** BEGIN AVAILABLE DATA **
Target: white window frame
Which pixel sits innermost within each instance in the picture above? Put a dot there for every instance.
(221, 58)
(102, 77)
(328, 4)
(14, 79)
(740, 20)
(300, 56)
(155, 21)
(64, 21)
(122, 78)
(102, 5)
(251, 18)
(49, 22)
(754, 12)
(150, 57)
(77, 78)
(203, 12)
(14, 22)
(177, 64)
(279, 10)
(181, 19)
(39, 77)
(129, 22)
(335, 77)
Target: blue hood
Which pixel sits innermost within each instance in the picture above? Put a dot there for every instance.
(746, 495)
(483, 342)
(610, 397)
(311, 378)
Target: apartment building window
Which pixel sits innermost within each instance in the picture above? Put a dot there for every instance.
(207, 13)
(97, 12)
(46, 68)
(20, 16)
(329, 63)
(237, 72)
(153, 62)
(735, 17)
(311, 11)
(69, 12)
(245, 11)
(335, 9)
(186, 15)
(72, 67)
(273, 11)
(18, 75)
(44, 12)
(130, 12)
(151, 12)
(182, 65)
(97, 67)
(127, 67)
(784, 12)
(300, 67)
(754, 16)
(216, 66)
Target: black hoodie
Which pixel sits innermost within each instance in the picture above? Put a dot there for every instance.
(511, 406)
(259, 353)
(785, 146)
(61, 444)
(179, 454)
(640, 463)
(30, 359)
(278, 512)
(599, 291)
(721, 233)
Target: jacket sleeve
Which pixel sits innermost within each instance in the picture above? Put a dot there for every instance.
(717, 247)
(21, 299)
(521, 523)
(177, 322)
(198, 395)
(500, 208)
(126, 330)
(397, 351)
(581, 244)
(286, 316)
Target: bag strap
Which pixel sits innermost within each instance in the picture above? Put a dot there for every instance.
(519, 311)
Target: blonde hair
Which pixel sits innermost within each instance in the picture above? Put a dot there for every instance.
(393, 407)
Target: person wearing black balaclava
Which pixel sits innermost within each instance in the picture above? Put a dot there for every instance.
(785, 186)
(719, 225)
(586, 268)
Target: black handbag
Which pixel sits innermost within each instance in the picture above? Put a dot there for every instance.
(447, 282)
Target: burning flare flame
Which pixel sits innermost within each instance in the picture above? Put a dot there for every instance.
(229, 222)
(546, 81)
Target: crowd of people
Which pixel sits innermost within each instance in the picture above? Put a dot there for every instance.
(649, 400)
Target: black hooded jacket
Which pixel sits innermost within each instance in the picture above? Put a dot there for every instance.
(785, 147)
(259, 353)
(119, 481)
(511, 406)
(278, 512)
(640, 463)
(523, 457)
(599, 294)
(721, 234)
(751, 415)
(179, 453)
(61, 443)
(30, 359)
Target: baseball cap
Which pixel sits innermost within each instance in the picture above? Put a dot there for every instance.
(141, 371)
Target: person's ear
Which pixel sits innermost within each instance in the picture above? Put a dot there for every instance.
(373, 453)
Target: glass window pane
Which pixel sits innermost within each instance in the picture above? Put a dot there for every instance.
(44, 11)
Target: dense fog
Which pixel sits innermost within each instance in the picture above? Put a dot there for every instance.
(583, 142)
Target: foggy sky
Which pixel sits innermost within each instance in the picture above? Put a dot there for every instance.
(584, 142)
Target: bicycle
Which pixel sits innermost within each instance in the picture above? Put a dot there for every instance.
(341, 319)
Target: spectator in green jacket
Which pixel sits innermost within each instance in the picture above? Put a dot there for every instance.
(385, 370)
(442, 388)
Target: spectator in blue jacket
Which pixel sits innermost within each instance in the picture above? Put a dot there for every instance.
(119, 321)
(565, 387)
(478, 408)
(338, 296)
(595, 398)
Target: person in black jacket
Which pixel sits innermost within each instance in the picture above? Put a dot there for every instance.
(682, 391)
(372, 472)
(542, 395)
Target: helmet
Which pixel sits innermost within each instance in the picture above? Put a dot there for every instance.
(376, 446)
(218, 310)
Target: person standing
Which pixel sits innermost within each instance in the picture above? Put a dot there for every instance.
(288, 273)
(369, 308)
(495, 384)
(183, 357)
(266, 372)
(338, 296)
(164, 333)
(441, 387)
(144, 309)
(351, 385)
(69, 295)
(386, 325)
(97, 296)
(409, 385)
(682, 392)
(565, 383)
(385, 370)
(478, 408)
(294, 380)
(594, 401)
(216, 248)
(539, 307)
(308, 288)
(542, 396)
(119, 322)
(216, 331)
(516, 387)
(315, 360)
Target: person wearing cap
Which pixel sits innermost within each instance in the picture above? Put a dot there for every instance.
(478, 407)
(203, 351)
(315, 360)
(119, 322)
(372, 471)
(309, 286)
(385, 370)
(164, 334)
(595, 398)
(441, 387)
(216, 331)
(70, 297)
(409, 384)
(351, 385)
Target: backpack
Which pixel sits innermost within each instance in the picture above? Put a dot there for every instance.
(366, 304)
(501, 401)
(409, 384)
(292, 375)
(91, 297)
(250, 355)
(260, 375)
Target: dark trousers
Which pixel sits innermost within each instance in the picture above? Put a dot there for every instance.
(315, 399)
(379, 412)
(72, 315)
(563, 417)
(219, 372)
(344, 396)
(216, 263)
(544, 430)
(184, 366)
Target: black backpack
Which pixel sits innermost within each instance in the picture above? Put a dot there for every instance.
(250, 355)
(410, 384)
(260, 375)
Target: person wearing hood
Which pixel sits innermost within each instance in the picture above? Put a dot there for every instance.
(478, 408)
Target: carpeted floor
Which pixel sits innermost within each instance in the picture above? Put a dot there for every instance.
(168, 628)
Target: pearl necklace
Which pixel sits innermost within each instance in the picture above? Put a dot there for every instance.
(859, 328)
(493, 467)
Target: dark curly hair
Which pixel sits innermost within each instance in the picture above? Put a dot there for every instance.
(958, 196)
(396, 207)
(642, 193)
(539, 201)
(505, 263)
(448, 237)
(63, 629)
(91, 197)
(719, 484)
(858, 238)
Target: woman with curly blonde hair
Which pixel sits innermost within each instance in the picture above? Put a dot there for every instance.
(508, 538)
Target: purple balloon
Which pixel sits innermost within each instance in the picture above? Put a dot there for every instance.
** END AVAILABLE DATA **
INSTRUCTION:
From the data above, extract every line in its exact form.

EXERCISE SOLUTION:
Target: white window frame
Which pixel sits innermost within each instance in the picture above? Put a dot there for every instance.
(221, 58)
(102, 77)
(328, 4)
(14, 79)
(740, 20)
(300, 56)
(155, 21)
(64, 21)
(122, 78)
(102, 5)
(251, 18)
(49, 22)
(754, 12)
(150, 57)
(77, 78)
(203, 12)
(14, 22)
(177, 64)
(279, 10)
(181, 19)
(39, 77)
(129, 22)
(335, 77)
Target: blue hood
Which pixel sits innermost within each instance in the picture above? Put a dot there for every instance.
(746, 495)
(483, 342)
(610, 397)
(311, 378)
Target: apartment building window
Which pixel sits innermost within each instance in the picture above? Put a dot there for every instance.
(207, 13)
(97, 12)
(46, 68)
(20, 16)
(329, 63)
(237, 72)
(153, 62)
(735, 17)
(311, 11)
(69, 12)
(245, 11)
(335, 9)
(186, 15)
(72, 67)
(273, 11)
(18, 75)
(44, 12)
(130, 12)
(151, 12)
(182, 65)
(97, 67)
(127, 67)
(784, 12)
(300, 67)
(754, 16)
(216, 66)
Target: black hoodie
Which pixel sits innermost within each instance in the picture above? Put a dot there for every instance.
(511, 406)
(259, 353)
(785, 146)
(61, 444)
(179, 454)
(640, 463)
(30, 359)
(278, 512)
(599, 291)
(721, 233)
Target: jacket sleeve
Which pixel sits innermost within each instance in the picture above? Put a dot there for every instance.
(717, 247)
(21, 299)
(521, 523)
(177, 322)
(198, 395)
(500, 208)
(126, 330)
(397, 351)
(581, 244)
(286, 316)
Target: bag strap
Which pixel sits innermost within each instance in the picture above? Put a dot there for every instance.
(519, 311)
Target: blonde hair
Which pixel sits innermost within each instance in the picture above? Put a dot there for every instance.
(393, 407)
Target: person wearing black balaclava
Which pixel sits innermost within each instance in the picture above? Put a dot there for every instance.
(785, 186)
(719, 225)
(586, 268)
Target: black handbag
Which pixel sits innermost within each instance in the picture above? Put a dot there for every instance.
(447, 282)
Target: burning flare flame
Which pixel sits innermost within each instance in the picture above? Put a dot there for every instance.
(229, 222)
(546, 81)
Target: crowd of people
Which pixel sits innermost within each instance in the picture above? Put a dot there for every instance.
(649, 400)
Target: black hooded jacket
Which pixel sits innermost within each instance in the picture above? Put a dot there for every instance.
(785, 147)
(259, 353)
(119, 481)
(511, 406)
(278, 512)
(640, 463)
(523, 457)
(599, 294)
(721, 234)
(751, 415)
(179, 453)
(61, 443)
(30, 359)
Target: baseball cap
Which pixel sits innermost within each instance in the picture above? Put a dot there for every instance.
(141, 371)
Target: person's ear
Which pixel sits innermost within each instance in the picture above? Put a dot there for every instance.
(373, 453)
Target: glass window pane
Which pixel sits innermost within each instance in the picture above? Put a dot there for every instance.
(44, 11)
Target: dense fog
Which pixel sits innermost within each instance in the picture above? Put a dot there for every instance.
(583, 142)
Target: foggy sky
Which pixel sits innermost within each instance in the picture above? Put a dot there for every instance.
(584, 142)
Target: bicycle
Which pixel sits innermost within each instance in the picture above? Put a dot there for every instance.
(341, 319)
Target: spectator in green jacket
Which pixel sits innermost within each instance in the picture above? Put a dot there for every instance.
(385, 370)
(442, 388)
Target: spectator in blue jacket
Which pixel sits innermost within each instance in the picture above? Put a dot there for every instance.
(119, 321)
(565, 387)
(478, 408)
(338, 296)
(595, 398)
Target: person in black jacket
Which pixel sits innermost within each instance in the picture above? Put a dot there for every instance.
(682, 391)
(372, 472)
(542, 395)
Target: helmet
Which pixel sits innermost within each instance in the picture above? Put a dot there for every instance.
(376, 446)
(218, 310)
Target: person standing
Which pixel sits innermost within each instance in the picture above? Put a dot there for every instance.
(288, 273)
(369, 308)
(495, 384)
(183, 357)
(266, 372)
(338, 296)
(164, 333)
(441, 387)
(144, 309)
(351, 385)
(69, 295)
(386, 325)
(97, 296)
(409, 385)
(682, 392)
(565, 383)
(385, 370)
(478, 408)
(294, 380)
(594, 401)
(216, 248)
(539, 307)
(308, 288)
(542, 396)
(119, 322)
(216, 331)
(516, 387)
(315, 360)
Target: person wearing cap
Which pixel sits innermost within each instance in the picture above? Put a dot there for every instance.
(478, 407)
(203, 351)
(315, 360)
(119, 322)
(372, 471)
(309, 286)
(385, 370)
(164, 334)
(595, 398)
(441, 387)
(216, 331)
(70, 297)
(409, 384)
(351, 385)
Target: backpack
Which pixel sits innermost within each instance in the picture above? Put a dot there for every instance.
(366, 304)
(501, 401)
(409, 384)
(292, 375)
(91, 297)
(250, 355)
(260, 375)
Target: dark trousers
Which pixel sits innermost within each instance in the picture above? Put a dot there for every instance.
(315, 399)
(379, 412)
(72, 315)
(563, 417)
(219, 372)
(344, 396)
(216, 263)
(544, 430)
(184, 366)
Target: black backpack
Which pixel sits innermost within each instance in the picture above? Put a dot there for every instance.
(250, 355)
(410, 384)
(260, 375)
Target: person wearing hood
Which pixel sits innermost within each instance in the picture above? Put a dot there for every instance.
(478, 408)
Target: carpeted floor
Which pixel sits innermost within each instance in the picture above? Put a dot there for every instance.
(168, 628)
Target: pearl necklace
Which pixel sits innermost within each instance in the picture above? Put a dot there for every instance.
(859, 328)
(493, 467)
Target: dark curly hair
Which pixel sits innermost within each instance in the picture above? Put a dot there for every instance.
(958, 196)
(396, 207)
(642, 193)
(539, 201)
(505, 263)
(448, 237)
(63, 629)
(91, 197)
(719, 484)
(858, 238)
Target: woman with curly blonde hair
Which pixel sits innermost within each instance in the picture above? Put a dot there for every instance.
(508, 538)
Target: purple balloon
Which pixel sits innermost within each instance in the picture above? Put a dot there for every instance.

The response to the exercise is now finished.